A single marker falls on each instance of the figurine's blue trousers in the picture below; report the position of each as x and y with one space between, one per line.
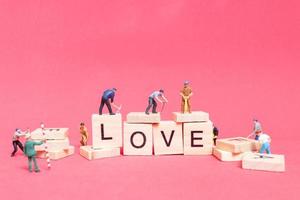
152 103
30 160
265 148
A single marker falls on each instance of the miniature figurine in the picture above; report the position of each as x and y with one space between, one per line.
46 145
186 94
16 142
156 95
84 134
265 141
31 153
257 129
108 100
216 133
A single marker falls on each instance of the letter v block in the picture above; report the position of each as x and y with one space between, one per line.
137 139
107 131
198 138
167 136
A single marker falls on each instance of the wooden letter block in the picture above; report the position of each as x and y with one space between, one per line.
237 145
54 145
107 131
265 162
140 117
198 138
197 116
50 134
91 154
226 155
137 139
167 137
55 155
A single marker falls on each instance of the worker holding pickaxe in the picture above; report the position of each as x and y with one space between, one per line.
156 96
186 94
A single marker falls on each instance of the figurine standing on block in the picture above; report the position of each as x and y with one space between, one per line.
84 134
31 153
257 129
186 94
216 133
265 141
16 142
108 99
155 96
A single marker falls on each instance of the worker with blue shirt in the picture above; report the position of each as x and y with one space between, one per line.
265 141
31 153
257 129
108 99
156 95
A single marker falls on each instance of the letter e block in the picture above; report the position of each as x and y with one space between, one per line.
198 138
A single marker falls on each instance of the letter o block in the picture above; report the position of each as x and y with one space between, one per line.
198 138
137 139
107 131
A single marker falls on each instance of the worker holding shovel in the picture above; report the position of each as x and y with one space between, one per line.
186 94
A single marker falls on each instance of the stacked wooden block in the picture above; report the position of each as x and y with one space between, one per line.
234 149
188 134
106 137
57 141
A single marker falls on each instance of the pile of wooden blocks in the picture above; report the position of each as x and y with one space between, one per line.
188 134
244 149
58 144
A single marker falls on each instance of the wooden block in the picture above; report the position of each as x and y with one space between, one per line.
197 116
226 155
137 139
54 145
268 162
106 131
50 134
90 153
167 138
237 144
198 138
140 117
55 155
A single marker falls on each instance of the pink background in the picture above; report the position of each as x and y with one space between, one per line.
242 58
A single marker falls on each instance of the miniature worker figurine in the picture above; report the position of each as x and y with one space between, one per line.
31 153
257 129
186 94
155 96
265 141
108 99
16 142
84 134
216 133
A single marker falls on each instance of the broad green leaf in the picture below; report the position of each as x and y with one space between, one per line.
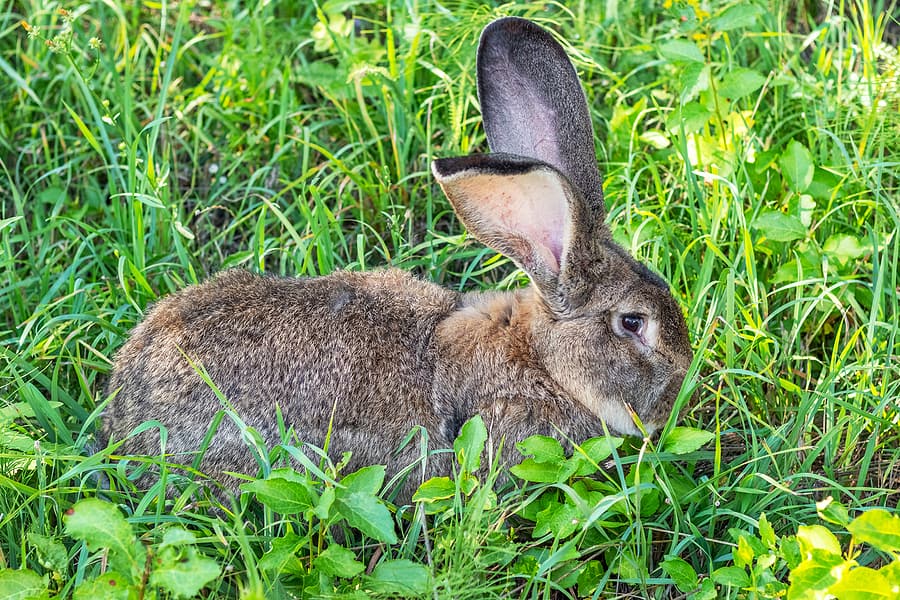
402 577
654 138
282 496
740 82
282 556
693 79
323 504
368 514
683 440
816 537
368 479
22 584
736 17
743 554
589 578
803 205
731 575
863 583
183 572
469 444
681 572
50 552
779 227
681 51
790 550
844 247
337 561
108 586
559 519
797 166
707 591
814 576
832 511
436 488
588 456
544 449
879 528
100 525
○ ○ ○
Prompt: Leave out every picture and copy the rest of the records exactly.

Output of the task:
A single marker falls on each instance of the figurine's blue trousers in the picture below; report the position of each as x and y with one space between, one per line.
152 103
30 160
265 148
A single marker falls on each instance of the miniature figurine in the picture above; report the position of each as x and y with one space between, one per line.
46 145
186 94
16 142
156 95
84 134
265 141
31 153
257 129
108 100
216 133
A single marker falls on each instance of the letter v block in the picture above; report the position of each as x and y with one space between, one per line.
137 139
107 131
198 138
167 136
A single marker falls on each instance of the wooden letter block in the picture above; report the position of each as x and y with one space between, one per line.
237 145
54 145
107 131
265 162
140 117
198 138
197 116
50 134
91 154
226 155
137 139
167 137
55 155
A single marker falls on each instance of the worker holding pickaxe in the picture above; report the position of each as x and y with one space between, one per line.
156 96
186 94
A single marker falls on each instance of the figurine standing on block in the picture above; report the position of each as x and y with one space between, one per line.
84 134
31 153
257 129
186 94
216 133
265 141
16 142
108 99
155 96
A single marker falls on each instance of the worker with blue shirt in the picture above; report the position of each as x and y with one space between, one per line.
265 141
31 153
257 129
108 99
156 95
A single marker falls on each instance of the letter e block in the picture above; report the position of each as x and y with one space between, one per line.
198 138
A single marker falls on each instance of the letter o block in the picture above; report the position of each as x and y with one space between, one per line.
198 138
137 139
107 131
A single marker falls on each instance of the worker holding shovel in the picture above; report the position of each as x and y with one space between, one per line.
186 94
A single marker falls on each instance of the stacked wooden block in the picture above; report the position of each as x and y with one space between, one per line.
234 149
188 134
106 137
57 141
A single marker falls on each instance of the pile of wooden blocks in the picture above; report the position of each as x and y with one space between, one per line.
188 134
244 149
58 144
A single marker falls on each instance of the wooden block in the picture above; report the position of each as x and y with one space between, one per line.
197 116
226 155
137 139
54 145
268 162
106 131
50 134
90 153
167 138
237 144
198 138
140 117
55 155
A single marker falls on each instance of the pink background in the picture above; report the position of each as x and y with one space between, one per line.
242 58
A single marker falls on each instance of the miniature worker figurine in the picture above; report the position of each as x and y with one space between, one per line.
31 153
257 129
186 94
155 96
265 141
108 99
16 142
84 134
216 133
A single marker falls on each instance of the broad green leaf in the picture below; report the position of each as x and y with one space between, one per line.
402 577
654 138
282 496
740 82
282 556
693 79
323 504
368 514
683 440
816 537
368 479
22 584
736 17
743 554
589 578
803 205
731 575
863 583
183 572
469 444
681 572
50 552
779 227
681 51
790 550
844 247
337 561
108 586
559 519
797 166
707 591
814 576
832 511
436 488
588 456
544 449
879 528
100 525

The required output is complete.